Entries drawn from a collection
-*-
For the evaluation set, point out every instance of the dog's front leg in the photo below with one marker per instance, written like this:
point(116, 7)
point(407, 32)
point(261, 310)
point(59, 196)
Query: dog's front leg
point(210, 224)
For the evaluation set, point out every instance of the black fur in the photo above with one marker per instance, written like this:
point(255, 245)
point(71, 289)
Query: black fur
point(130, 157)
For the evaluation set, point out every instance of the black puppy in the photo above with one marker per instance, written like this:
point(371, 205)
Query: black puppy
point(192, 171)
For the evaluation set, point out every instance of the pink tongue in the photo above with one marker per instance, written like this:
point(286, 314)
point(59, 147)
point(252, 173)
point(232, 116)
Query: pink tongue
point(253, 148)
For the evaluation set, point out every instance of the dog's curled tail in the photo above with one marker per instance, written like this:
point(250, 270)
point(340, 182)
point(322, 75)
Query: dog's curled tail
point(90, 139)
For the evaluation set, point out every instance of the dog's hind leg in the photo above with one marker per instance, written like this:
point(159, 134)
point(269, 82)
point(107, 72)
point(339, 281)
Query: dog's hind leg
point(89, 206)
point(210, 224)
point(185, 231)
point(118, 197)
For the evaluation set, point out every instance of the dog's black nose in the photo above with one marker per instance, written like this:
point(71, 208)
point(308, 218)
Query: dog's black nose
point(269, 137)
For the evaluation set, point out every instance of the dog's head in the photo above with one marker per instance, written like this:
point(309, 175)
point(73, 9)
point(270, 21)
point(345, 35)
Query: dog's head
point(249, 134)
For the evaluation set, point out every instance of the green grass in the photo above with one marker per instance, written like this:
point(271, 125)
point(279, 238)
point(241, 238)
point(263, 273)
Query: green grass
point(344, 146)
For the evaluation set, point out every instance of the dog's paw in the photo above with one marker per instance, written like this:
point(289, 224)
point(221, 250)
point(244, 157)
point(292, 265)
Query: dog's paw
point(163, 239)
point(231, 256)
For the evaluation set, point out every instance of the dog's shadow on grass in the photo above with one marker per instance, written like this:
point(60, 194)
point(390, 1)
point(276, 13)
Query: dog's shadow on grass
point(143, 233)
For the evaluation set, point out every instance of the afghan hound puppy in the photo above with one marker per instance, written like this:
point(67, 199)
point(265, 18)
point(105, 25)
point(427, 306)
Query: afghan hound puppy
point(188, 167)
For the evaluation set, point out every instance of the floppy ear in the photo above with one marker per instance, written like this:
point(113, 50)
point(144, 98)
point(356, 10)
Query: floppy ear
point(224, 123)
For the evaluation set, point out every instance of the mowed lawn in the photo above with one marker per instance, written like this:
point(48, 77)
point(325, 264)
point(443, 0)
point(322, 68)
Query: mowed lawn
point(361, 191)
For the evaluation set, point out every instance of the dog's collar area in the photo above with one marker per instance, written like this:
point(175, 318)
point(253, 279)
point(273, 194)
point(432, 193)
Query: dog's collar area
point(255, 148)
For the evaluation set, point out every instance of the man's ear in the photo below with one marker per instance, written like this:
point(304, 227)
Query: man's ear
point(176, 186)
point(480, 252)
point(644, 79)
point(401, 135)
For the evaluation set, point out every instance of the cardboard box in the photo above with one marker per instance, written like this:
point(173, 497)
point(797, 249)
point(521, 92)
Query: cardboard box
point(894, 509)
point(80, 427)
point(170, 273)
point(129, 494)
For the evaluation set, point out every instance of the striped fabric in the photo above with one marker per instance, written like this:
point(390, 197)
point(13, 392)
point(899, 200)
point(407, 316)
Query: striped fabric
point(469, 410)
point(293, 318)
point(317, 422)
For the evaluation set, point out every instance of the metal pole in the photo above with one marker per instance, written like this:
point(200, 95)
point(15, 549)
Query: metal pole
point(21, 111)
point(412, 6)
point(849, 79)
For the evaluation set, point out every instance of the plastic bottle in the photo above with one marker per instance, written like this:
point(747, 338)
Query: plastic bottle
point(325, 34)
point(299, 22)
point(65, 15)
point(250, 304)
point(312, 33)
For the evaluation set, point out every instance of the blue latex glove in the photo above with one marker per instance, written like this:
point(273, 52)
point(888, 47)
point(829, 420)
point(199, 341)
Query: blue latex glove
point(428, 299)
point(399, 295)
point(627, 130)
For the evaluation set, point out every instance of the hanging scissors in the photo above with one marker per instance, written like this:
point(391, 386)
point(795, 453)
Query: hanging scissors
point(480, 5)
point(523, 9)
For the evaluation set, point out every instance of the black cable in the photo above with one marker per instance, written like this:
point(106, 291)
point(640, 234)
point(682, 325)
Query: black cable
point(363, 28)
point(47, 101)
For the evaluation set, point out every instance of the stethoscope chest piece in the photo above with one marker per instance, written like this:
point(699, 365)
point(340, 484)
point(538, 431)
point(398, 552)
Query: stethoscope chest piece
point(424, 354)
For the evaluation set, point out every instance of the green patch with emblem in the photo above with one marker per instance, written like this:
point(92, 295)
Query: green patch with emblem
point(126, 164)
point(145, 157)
-*-
Prompt: Can you reproduce word for word the lines of the material starting at the line containing "For the evaluation set, point out every instance of the mowed" and ending at the line containing "point(312, 33)", with both of those lines included?

Result of the task:
For the evaluation set, point out every instance of the mowed lawn in the photo above with one marker per instance, written like this:
point(48, 77)
point(325, 264)
point(443, 0)
point(322, 68)
Query: mowed lawn
point(361, 191)
For the evaluation set, point out every instance of the dog's collar area in the photo above with one marker per instance, written like this:
point(175, 318)
point(253, 279)
point(273, 194)
point(432, 193)
Query: dog's collar area
point(255, 148)
For the evaluation set, point out every instance of the man's ear in the photo below with one marker per instance, written like this:
point(304, 227)
Query: man's ear
point(176, 186)
point(480, 252)
point(644, 79)
point(401, 135)
For the evaluation set, point out every instance of the cardboard box in the photo above with one marker per instance, written like this:
point(173, 497)
point(797, 249)
point(521, 92)
Query: cardboard box
point(894, 509)
point(80, 427)
point(170, 273)
point(129, 494)
For the evaluation set, point out every instance of the striped fabric in the photo above with one marker per instance, written like this:
point(390, 197)
point(13, 392)
point(899, 200)
point(407, 316)
Query: striped fabric
point(469, 410)
point(293, 318)
point(317, 422)
For the evaluation set, point out every instance of the metal pole in the photo above with one marker per instance, written like this:
point(200, 95)
point(15, 549)
Query: metal pole
point(21, 111)
point(412, 6)
point(849, 79)
For the evaluation set, point out every instance of the plastic bottle in the photo above with one marker per instance, written like this:
point(747, 338)
Query: plastic bottle
point(325, 34)
point(299, 22)
point(65, 15)
point(250, 304)
point(312, 33)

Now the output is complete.